◆ **Tasks**:
1. List every optimization method whose effect the passage on i2b2 query optimization reports in its validation results.
2. According to the passage on i2b2 query optimization, how much additional disk space did the modified indexes take up?
3. Carry on the passage on i2b2 query optimization from its final sentence.

For each measurement, queries were manually constructed in the i2b2 Web Client, started, and the run time displayed by the application noted. For each query and optimization method, 2 separate measurements were carried out (returning to the snapshots in between), with the average of both measurements taken as the final value. The queries were constructed to reflect the impact of the optimization methods (e.g. one query combined rare and common data elements to show the effect of query strategy optimization, another query combined low- and high volume data elements to show the effect of partitioning; another query contained modifiers to show the effect of index optimization).

Validation Results

Query strategy optimization (through population of the C_TOTALNUM column) yielded performance improvements of 3x for one query, but led to unchanged or degraded performance in 3 other queries. This effect was surprising and may be related to the assumption that the data element frequencies measured on the overall dataset may no longer be accurate for consecutive query steps, which apply only to chosen subsets of the population.

Index optimization yielded performance benefits of up to 70x and did not lead to performance degradation in any of the queries. The modified indexes however took up 22GB of additional disk space.

The range-based partitioning yielded performance benefits of up to 80x in 3 queries, with degraded performance in one query.

◆ **Given entries**:
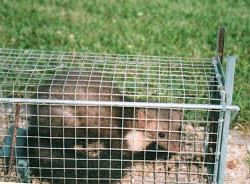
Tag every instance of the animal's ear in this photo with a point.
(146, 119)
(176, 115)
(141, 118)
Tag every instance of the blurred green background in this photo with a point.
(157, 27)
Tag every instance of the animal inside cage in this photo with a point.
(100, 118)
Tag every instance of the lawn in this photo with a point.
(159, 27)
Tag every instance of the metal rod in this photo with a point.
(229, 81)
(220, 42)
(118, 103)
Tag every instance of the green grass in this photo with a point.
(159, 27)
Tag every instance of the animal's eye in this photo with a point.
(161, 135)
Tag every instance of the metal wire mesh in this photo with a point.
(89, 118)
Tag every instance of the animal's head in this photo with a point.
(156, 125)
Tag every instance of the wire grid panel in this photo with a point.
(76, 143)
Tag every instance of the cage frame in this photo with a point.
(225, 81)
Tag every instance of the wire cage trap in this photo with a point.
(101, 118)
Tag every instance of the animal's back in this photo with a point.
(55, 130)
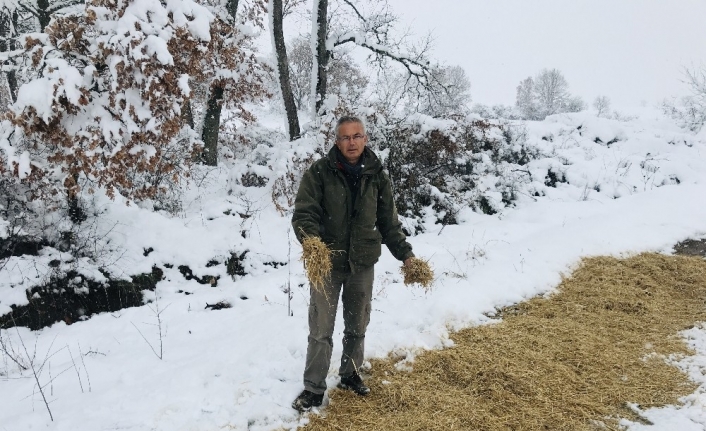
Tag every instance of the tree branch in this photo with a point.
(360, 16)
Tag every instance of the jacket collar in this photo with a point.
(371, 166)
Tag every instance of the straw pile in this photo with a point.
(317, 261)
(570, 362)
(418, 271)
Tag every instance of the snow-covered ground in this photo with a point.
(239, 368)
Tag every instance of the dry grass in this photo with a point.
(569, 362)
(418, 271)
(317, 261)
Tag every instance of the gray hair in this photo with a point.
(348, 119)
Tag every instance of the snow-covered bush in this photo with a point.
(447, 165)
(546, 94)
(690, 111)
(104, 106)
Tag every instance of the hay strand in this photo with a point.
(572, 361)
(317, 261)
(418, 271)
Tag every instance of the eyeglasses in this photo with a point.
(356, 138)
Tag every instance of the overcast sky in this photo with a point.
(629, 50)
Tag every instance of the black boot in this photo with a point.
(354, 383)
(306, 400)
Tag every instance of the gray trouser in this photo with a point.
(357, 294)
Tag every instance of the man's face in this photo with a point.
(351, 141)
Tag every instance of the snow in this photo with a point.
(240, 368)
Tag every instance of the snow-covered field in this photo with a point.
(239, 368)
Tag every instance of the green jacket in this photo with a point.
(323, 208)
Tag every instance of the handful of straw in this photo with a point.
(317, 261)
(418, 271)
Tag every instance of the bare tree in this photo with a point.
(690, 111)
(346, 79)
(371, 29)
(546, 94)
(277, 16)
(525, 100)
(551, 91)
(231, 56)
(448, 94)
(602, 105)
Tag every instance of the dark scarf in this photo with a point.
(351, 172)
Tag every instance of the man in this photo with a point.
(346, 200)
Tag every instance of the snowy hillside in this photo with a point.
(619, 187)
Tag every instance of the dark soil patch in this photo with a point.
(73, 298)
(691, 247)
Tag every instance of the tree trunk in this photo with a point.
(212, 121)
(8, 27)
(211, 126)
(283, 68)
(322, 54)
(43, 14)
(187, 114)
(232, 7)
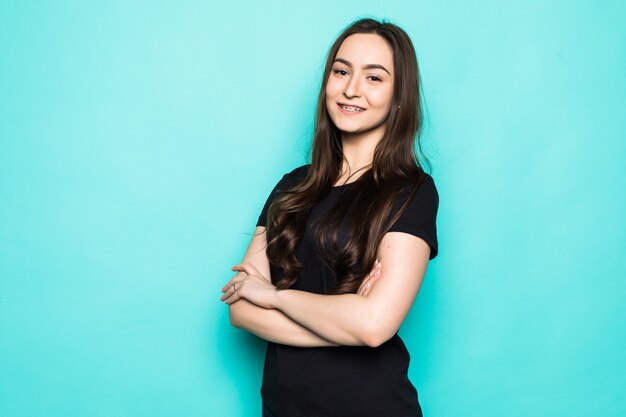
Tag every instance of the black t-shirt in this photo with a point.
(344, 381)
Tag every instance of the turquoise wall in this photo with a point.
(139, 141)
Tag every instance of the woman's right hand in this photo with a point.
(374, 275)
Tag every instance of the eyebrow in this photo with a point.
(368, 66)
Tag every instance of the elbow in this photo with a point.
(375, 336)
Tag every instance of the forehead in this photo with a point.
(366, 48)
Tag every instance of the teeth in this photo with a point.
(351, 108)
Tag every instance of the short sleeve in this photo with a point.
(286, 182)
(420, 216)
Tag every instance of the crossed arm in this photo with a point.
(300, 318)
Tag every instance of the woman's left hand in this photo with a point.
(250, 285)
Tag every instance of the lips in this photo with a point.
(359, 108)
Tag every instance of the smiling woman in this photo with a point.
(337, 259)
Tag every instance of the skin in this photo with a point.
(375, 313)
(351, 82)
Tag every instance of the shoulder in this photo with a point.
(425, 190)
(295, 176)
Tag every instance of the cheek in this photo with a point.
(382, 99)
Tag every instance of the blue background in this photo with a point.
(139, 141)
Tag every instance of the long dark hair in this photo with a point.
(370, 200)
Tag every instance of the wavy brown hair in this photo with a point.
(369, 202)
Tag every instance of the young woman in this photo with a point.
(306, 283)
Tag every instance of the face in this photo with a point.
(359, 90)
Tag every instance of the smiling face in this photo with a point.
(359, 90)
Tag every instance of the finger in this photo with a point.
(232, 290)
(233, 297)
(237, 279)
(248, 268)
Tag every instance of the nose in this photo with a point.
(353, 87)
--
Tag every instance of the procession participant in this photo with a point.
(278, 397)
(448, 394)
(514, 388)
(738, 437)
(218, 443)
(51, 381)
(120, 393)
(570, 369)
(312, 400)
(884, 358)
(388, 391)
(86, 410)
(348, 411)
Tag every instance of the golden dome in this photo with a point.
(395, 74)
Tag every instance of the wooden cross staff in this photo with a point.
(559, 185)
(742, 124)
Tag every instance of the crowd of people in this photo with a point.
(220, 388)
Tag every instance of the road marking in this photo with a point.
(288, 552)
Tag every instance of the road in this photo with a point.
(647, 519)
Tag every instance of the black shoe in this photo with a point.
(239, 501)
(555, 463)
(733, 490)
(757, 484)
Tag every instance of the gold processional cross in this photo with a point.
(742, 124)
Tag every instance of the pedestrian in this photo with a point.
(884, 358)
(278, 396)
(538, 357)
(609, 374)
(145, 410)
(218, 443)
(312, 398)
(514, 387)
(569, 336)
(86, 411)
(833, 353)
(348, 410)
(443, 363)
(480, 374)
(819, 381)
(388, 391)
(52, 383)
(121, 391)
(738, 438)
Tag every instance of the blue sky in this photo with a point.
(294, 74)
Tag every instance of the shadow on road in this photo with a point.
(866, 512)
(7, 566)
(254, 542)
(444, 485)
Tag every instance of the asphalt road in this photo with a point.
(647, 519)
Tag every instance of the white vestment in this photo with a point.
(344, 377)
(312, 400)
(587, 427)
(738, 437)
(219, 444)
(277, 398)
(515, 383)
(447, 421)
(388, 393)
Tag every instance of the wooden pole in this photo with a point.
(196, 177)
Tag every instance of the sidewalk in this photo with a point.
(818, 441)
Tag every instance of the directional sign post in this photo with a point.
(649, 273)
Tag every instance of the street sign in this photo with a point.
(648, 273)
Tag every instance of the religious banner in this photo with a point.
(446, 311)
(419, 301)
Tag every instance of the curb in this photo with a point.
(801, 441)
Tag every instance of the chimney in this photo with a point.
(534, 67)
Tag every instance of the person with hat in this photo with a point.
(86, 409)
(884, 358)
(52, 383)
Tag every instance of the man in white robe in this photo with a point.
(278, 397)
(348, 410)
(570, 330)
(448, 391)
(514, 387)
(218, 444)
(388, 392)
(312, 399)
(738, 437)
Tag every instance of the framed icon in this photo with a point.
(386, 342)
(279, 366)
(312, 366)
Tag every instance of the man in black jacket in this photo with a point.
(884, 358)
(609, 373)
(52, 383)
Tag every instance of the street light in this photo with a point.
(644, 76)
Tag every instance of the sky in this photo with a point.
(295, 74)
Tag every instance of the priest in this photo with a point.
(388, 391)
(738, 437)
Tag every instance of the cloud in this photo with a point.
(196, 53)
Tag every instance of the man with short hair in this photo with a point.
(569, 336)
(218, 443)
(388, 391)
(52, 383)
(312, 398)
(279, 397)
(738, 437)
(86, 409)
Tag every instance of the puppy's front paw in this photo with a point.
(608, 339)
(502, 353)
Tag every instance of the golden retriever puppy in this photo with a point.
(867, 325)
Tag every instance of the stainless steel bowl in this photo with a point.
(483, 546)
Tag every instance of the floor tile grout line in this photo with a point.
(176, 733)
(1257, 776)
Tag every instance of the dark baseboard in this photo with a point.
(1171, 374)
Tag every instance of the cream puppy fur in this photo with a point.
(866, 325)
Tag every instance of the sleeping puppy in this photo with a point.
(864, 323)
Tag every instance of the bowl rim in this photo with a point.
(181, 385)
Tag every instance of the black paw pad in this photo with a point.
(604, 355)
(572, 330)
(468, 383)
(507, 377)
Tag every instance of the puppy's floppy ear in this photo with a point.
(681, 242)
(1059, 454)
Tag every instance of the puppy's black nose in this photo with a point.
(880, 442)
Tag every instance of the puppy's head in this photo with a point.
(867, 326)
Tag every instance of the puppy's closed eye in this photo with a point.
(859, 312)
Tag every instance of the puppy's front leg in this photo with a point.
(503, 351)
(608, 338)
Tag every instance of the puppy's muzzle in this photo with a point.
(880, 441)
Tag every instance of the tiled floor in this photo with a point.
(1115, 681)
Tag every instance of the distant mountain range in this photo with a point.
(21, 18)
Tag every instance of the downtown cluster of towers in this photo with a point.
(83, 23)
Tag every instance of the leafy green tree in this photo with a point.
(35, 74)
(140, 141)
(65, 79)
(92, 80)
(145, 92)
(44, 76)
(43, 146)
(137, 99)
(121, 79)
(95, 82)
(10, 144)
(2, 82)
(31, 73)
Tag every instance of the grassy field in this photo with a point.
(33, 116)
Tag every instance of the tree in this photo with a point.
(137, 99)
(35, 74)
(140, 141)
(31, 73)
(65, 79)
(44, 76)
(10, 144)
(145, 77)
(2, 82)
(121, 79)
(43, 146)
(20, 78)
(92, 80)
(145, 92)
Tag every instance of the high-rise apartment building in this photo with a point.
---
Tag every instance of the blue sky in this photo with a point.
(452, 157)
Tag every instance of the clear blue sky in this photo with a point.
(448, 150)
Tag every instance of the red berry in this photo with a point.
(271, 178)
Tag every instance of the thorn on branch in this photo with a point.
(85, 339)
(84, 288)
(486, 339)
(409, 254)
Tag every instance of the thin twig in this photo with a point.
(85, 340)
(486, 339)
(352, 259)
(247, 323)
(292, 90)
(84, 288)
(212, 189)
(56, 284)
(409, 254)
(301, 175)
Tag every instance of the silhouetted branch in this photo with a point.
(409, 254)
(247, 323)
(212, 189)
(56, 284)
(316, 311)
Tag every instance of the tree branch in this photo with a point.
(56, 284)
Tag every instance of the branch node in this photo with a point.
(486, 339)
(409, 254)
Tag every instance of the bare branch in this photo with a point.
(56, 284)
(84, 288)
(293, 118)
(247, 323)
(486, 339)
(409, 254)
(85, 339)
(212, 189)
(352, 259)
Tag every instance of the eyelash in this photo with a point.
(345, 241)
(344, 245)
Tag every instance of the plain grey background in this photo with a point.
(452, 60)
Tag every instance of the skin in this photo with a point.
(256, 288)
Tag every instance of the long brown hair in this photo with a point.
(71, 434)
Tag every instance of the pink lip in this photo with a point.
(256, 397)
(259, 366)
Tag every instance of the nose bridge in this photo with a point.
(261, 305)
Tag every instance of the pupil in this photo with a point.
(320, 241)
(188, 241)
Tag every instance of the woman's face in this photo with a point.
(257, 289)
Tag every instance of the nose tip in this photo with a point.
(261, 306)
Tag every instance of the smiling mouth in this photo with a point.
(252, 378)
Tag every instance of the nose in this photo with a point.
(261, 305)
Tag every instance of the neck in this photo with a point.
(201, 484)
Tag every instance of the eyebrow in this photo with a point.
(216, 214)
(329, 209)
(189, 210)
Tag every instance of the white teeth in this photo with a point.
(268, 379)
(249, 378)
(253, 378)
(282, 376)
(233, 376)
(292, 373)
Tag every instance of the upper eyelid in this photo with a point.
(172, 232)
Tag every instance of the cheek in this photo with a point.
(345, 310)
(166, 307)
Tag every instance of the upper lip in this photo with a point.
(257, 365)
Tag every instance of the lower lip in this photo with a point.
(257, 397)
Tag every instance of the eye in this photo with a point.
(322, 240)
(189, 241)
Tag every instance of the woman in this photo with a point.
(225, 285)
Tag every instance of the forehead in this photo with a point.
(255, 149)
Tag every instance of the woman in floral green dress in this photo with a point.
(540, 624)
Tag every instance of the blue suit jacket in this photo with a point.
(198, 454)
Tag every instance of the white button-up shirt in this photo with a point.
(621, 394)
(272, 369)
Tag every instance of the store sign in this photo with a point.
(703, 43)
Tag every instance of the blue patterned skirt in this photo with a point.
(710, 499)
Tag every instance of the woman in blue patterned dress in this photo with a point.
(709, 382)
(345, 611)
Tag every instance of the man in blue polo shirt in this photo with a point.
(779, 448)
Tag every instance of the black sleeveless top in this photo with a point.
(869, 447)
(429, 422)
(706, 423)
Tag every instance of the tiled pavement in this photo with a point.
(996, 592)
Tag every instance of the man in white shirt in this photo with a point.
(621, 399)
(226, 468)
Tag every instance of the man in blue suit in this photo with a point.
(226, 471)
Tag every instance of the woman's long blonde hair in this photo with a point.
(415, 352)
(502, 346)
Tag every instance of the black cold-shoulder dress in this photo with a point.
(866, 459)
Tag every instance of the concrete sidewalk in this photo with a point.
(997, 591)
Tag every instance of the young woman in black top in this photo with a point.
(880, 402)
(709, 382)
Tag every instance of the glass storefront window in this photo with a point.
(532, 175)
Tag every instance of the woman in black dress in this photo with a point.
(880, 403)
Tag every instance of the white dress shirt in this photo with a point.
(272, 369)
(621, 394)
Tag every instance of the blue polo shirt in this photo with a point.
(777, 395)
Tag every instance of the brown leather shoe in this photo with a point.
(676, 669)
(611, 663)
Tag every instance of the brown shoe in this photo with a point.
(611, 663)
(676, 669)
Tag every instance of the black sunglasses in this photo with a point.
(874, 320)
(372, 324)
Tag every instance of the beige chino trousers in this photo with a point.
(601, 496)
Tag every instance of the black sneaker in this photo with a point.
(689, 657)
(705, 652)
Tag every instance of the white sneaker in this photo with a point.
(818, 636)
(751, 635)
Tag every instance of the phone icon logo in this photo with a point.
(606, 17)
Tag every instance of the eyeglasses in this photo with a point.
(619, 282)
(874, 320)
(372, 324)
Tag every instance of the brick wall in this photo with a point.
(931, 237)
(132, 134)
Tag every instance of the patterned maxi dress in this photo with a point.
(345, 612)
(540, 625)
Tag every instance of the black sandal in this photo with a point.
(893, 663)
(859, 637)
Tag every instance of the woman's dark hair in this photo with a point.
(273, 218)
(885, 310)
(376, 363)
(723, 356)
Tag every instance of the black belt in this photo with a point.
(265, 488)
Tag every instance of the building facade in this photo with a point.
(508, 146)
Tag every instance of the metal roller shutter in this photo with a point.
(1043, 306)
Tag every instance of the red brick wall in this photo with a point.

◆ **Written responses**:
1. Query strategy optimization (through population of the C_TOTALNUM column), index optimization, range-based partitioning

2. 22GB

3.
Explicitly updating the table statistics did not lead to any change in performance across all queries. This result may be due to the default setup of the database used in the validation environment, which have led to up-to-date table statistics being present in the base snapshot. This issue was not further examined in our project.

The combination of all optimizations yielded performance gains of up to 78x across all queries. The slightly diminished yield compared to 80x with partitioning may be due to negative effects of the query strategy optimization.

Conclusions

Index optimization yielded the highest performance gains, which can be achieved with little change to the basic setup of i2b2: only one index needs to be replaced, and data does not need to be reloaded. Also, there is no enterprise or partitioning feature license required for index optimization. Partitioning may provide further performance gains with larger datasets, which was not verified in our project.